Record list:
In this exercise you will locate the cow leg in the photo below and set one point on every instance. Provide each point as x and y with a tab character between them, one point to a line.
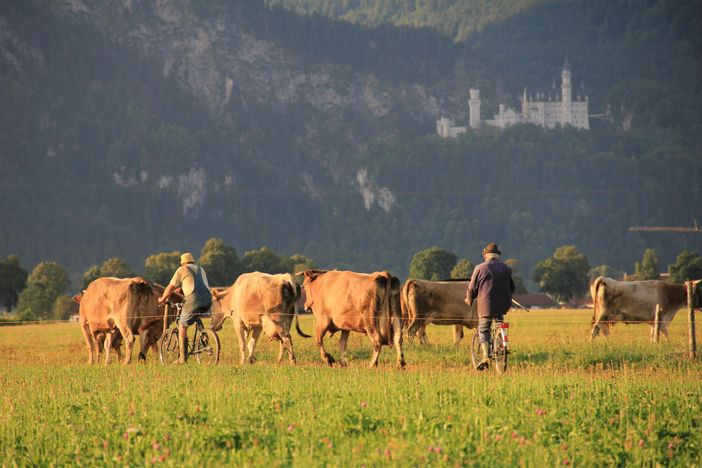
89	343
422	332
145	343
108	347
128	337
253	338
457	334
286	343
413	330
595	331
319	332
116	343
375	341
241	337
343	340
397	338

Written problem:
List each line of the records above that contains the word "them", matching case exactly.

Result:
In this exercise you will locate the cow leg in the photo below and set one point on every instance. Provide each point as x and y with a tab character between them, one point to a line.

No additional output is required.